LISTED RECORDS:
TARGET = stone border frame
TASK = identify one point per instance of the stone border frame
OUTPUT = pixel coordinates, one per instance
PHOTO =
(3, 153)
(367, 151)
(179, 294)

STATED PROBLEM: Can you rewrite all the lines above as a JSON list of strings, one string for each line, leaving out any blank lines?

TASK ANSWER:
[
  "TARGET = stone border frame",
  "TASK = identify one point per instance of the stone border frame",
  "OUTPUT = pixel coordinates, one per instance",
  "PHOTO =",
  "(3, 153)",
  "(367, 151)",
  "(179, 294)"
]